#### Written instruction 1
Name every functional interface that the text on Java Streams lists as commonly used in streams.
#### Written instruction 2
Write the next part of the text on Java Streams and functional interfaces, picking up after its final sentence.

Integrating Streams with Functional Programming

Java Streams

20.1 Using Streams with Functional Interfaces

Java Streams are built on the foundation of functional interfaces—special interfaces with a single abstract method—that enable concise and declarative data processing pipelines. The most commonly used functional interfaces in streams are:

• Predicate — represents a boolean-valued function of one argument, commonly used for filtering.
• Function<T, R> — represents a function that accepts one argument and produces a result, used for mapping.
• Consumer — represents an operation that accepts a single input argument and returns no result, used for actions like printing.
• Supplier — represents a supplier of results, used to generate or provide values on demand.

These interfaces empower streams to express complex transformations, filters, and side effects with minimal boilerplate.

#### Extracted data
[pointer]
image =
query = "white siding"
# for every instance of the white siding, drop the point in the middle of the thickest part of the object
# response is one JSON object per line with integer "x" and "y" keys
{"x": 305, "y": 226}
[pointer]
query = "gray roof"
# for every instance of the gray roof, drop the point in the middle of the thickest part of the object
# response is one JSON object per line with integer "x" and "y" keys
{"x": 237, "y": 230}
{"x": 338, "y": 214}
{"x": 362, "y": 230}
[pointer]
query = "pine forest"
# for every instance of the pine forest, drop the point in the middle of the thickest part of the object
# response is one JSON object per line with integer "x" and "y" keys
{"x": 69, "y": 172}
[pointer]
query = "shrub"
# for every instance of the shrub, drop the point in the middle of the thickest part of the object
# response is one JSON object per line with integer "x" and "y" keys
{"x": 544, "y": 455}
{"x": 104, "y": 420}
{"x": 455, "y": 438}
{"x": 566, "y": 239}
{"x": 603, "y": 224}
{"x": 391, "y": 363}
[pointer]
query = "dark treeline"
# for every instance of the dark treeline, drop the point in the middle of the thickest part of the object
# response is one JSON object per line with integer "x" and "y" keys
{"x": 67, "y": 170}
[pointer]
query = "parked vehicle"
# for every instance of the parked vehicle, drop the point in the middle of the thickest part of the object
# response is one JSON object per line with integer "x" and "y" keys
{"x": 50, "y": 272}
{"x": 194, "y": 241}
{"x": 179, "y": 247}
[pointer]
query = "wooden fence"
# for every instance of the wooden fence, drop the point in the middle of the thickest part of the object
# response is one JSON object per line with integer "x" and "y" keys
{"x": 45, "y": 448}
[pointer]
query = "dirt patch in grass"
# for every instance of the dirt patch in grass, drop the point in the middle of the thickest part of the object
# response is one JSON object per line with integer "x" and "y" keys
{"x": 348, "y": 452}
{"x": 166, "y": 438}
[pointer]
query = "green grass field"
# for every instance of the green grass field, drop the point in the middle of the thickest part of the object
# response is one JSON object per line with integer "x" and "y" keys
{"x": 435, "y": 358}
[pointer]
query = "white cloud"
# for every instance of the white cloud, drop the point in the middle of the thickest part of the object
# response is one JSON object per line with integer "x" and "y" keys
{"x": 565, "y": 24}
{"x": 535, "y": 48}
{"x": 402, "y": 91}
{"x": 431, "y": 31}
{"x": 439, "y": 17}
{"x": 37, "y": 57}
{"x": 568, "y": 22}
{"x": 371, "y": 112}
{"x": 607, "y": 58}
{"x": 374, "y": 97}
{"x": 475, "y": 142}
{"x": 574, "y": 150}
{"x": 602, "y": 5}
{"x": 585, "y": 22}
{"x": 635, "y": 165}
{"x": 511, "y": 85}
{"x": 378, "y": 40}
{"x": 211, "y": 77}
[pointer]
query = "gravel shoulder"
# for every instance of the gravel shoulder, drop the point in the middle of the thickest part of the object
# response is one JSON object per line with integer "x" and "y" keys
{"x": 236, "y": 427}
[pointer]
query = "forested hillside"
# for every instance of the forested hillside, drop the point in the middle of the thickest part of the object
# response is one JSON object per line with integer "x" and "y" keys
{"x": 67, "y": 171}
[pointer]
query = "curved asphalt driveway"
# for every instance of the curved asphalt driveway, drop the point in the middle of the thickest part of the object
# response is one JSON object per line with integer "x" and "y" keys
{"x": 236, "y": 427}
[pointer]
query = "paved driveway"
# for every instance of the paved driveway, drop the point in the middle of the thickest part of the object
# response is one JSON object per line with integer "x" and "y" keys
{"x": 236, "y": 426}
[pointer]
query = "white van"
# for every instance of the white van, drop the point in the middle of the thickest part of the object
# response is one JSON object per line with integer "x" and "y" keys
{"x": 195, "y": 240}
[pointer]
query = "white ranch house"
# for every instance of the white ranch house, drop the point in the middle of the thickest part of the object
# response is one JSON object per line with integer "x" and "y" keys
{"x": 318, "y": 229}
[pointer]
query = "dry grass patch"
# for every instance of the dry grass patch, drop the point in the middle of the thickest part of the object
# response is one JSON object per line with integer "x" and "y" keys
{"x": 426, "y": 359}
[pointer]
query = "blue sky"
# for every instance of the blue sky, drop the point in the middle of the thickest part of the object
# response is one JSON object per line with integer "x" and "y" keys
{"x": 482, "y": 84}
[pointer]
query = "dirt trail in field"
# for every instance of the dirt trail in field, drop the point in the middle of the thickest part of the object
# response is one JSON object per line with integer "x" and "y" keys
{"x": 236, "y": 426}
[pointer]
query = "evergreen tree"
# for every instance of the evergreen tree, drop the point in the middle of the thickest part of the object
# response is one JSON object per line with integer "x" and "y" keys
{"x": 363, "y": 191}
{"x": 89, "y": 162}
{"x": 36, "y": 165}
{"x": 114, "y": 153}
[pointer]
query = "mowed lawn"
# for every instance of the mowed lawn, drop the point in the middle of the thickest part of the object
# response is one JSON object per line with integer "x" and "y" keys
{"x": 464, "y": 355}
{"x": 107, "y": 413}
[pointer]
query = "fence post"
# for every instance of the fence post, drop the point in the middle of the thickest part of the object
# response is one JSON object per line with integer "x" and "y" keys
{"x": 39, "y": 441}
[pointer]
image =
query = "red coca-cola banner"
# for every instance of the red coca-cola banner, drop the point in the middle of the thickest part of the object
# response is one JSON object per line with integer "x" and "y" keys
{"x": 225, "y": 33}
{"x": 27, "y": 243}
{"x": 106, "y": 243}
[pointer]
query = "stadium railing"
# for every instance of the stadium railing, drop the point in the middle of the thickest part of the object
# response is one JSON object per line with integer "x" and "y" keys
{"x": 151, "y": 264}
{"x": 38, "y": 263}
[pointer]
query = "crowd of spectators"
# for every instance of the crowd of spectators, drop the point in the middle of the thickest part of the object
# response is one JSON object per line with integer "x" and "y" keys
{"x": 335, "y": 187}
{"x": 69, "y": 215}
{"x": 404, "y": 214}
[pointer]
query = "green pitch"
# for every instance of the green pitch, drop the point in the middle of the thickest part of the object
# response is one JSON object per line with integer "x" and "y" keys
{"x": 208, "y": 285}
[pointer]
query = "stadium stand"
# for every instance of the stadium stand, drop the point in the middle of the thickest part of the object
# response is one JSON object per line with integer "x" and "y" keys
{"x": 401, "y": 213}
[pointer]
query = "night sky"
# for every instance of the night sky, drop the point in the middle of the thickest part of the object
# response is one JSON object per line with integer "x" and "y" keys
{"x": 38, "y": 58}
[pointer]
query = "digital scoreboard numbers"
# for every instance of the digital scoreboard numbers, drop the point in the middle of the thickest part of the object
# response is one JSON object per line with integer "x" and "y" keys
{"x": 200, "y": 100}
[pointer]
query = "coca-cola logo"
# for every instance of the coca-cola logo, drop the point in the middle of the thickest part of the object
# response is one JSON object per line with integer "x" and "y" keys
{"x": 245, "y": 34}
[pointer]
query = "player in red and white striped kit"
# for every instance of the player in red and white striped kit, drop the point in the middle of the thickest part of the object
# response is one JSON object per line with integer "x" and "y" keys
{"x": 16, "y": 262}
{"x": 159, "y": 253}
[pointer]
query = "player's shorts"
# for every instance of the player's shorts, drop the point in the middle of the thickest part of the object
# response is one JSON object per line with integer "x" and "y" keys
==
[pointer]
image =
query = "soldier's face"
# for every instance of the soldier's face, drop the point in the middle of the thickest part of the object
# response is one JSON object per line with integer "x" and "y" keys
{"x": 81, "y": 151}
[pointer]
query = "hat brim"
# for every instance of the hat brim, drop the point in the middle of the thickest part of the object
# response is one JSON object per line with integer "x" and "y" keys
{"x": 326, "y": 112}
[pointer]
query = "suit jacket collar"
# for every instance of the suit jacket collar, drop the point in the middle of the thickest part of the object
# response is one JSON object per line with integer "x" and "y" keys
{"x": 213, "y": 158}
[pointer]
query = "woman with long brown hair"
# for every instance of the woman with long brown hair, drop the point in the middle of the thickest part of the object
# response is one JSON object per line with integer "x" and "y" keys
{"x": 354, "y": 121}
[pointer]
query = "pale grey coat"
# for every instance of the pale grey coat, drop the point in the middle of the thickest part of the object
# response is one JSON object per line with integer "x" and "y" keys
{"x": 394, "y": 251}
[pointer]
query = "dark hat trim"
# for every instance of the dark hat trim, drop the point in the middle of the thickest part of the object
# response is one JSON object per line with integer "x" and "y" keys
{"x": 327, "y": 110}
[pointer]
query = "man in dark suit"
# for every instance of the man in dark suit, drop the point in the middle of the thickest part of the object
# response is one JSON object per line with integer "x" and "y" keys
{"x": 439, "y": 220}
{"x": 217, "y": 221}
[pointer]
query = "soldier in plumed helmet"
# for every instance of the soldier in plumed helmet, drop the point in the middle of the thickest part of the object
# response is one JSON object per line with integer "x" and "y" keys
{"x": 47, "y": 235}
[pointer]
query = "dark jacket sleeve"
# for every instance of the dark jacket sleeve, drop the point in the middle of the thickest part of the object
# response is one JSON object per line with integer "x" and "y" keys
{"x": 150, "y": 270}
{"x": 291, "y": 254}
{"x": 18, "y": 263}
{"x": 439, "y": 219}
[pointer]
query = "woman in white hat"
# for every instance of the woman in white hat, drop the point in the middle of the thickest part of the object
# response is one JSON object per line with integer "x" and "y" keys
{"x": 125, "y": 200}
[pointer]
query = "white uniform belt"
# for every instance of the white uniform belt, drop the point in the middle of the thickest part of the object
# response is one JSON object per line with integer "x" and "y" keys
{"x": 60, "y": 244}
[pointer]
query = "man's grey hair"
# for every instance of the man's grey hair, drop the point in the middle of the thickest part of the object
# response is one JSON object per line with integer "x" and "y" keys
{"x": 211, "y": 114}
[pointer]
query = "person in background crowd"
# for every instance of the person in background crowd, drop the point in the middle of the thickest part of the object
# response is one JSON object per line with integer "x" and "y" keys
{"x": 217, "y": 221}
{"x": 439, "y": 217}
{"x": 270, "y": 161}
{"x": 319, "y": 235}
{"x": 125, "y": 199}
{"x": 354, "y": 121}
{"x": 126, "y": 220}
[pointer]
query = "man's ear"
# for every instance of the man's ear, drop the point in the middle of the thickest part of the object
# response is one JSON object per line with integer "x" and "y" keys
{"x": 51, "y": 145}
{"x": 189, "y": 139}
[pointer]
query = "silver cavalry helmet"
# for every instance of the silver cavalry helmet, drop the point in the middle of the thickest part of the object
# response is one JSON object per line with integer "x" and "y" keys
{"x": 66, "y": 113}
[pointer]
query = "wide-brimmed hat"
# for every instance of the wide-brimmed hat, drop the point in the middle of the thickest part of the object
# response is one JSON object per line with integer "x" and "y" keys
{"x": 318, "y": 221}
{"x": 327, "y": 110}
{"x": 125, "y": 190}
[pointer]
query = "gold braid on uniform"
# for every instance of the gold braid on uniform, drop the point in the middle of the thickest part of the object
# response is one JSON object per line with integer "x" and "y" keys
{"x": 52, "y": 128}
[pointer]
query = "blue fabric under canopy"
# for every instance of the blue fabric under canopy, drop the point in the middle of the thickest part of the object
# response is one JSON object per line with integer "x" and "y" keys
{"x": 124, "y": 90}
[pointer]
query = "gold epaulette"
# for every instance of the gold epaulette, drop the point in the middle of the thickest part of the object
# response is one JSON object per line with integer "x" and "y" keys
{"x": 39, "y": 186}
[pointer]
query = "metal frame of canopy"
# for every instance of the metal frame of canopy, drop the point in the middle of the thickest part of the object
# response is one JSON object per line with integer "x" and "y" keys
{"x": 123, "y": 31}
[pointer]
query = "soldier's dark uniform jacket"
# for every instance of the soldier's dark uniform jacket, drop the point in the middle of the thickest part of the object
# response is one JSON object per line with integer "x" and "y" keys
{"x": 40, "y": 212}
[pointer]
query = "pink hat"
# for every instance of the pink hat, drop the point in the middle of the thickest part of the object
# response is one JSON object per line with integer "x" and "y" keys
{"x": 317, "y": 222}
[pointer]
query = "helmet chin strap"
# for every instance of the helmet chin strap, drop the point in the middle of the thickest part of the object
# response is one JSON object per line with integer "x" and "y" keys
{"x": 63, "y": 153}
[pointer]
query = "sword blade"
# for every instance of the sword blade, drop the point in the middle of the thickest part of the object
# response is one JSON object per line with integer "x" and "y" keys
--
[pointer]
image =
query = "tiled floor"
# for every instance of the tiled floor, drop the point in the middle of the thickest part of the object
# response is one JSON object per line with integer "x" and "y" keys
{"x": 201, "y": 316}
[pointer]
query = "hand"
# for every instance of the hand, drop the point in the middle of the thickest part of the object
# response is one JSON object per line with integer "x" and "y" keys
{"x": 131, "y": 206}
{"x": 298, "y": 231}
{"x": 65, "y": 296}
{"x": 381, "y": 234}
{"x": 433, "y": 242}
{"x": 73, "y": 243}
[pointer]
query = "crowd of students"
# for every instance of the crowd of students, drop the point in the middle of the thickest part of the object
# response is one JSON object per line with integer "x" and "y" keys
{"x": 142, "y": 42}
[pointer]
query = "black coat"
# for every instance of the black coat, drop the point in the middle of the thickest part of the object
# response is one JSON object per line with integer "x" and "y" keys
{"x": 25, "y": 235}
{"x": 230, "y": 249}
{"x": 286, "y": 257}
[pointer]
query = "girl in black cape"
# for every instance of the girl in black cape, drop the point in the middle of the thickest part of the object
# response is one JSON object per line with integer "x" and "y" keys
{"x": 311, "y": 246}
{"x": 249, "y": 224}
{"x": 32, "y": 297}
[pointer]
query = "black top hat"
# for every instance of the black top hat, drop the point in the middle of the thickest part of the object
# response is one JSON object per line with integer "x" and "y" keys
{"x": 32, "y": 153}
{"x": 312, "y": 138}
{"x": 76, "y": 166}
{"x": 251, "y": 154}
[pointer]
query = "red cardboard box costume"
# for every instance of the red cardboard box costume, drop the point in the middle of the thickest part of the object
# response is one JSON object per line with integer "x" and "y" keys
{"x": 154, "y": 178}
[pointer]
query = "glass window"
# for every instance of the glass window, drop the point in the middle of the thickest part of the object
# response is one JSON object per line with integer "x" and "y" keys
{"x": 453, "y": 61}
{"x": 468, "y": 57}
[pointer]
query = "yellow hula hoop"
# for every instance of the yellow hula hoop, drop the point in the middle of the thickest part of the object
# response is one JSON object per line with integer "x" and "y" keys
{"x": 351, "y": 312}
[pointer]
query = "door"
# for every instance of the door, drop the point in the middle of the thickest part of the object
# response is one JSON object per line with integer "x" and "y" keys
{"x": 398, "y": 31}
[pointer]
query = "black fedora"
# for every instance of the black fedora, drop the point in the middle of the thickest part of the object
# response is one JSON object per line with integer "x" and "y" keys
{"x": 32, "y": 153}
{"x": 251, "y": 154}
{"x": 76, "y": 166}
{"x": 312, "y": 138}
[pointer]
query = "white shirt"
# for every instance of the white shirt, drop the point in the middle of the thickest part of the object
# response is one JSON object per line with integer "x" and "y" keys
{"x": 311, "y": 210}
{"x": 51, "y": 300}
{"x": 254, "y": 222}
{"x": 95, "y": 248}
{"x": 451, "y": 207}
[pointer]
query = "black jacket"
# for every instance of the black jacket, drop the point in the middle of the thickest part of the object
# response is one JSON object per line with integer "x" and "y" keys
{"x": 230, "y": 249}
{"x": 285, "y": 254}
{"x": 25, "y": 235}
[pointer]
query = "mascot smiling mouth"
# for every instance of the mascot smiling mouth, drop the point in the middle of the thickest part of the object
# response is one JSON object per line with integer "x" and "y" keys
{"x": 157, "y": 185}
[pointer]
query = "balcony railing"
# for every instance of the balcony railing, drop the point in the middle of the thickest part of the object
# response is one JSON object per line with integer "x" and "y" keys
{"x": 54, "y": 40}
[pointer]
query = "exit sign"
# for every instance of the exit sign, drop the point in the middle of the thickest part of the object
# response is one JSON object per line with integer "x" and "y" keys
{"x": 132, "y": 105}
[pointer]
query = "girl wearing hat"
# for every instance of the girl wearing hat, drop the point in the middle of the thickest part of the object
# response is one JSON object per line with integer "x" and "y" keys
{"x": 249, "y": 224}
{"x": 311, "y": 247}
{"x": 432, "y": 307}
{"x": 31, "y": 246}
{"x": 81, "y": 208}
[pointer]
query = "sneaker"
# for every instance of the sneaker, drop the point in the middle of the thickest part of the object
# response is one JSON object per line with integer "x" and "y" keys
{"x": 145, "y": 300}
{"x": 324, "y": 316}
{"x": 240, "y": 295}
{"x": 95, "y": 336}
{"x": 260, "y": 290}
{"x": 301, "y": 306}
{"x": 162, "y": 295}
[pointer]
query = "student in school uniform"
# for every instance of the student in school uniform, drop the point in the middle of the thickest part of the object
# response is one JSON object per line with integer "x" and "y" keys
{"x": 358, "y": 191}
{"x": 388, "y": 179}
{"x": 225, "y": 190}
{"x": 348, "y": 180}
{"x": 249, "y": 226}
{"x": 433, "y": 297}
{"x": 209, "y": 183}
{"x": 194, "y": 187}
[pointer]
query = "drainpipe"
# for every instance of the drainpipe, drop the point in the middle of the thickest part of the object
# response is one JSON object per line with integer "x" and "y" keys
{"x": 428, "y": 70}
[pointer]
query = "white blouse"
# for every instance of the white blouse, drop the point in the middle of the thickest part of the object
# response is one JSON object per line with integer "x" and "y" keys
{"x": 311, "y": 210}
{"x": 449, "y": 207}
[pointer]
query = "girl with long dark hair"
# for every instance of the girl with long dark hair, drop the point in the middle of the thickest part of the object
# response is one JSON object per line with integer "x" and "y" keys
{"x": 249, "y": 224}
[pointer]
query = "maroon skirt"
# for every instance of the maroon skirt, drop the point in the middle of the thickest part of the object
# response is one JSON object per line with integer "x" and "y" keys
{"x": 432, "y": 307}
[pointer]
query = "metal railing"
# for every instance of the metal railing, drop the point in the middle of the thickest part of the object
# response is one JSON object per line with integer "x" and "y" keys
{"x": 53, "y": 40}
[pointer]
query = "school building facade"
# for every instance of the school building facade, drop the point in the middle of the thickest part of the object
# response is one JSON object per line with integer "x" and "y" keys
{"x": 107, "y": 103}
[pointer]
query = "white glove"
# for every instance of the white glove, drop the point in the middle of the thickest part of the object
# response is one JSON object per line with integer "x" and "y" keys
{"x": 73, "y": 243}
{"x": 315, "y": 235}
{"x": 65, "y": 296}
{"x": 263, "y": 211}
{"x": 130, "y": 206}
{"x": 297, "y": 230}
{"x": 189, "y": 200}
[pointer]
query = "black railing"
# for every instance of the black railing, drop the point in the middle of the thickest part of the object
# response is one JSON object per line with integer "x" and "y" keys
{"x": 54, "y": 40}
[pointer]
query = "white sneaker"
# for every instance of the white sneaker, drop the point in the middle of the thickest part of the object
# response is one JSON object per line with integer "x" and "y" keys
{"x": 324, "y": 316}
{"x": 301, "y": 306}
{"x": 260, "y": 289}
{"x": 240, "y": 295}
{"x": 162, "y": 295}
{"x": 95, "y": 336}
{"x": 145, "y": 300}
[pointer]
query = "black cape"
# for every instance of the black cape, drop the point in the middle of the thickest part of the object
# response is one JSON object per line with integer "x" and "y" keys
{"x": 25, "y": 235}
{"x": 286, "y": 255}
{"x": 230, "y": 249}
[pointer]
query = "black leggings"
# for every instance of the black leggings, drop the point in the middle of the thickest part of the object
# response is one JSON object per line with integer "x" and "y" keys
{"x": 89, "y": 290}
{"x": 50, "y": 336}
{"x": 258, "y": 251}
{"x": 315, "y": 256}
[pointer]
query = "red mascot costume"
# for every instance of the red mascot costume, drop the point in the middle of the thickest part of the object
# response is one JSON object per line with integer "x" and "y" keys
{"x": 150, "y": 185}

#### Right answer 1
Predicate
Function<T, R>
Consumer
Supplier

#### Right answer 2
How Functional Interfaces Enable Declarative Logic in Streams

Streams leverage these functional interfaces to build pipelines where each step declares what should be done rather than how. For example:

• filter(Predicate<T> predicate) only lets through elements matching a condition.
• map(Function<T, R> mapper) transforms elements from one form to another.
• forEach(Consumer<T> action) performs side effects like printing.

Using lambdas or method references makes this code clean, readable, and highly expressive.

Example 1: Filtering with Predicate

import java.util.List;

public class PredicateExample {
    public static void main(String[] args) {
        List<String> names = List.of("Alice", "Bob", "Charlie", "David");

        // Filter names that start with 'A' using a lambda Predicate
        names.stream()
            .filter(name -> name.startsWith("A"))
            .forEach(System.out::println);
    }
}

Output:

Alice

Here, the lambda name -> name.startsWith("A") implements Predicate<String> to test each element.

Example 2: Mapping with Function

import java.util.List;

public class FunctionExample {
    public static void main(String[] args) {
        List<String> words = List.of("apple", "banana", "cherry");

        // Convert each word to uppercase using a method reference Function
        words.stream()
            .map(String::toUpperCase)
            .forEach(System.out::println);
    }
}

Output:

APPLE
BANANA
CHERRY

String::toUpperCase is a concise method reference that matches Function<String, String>.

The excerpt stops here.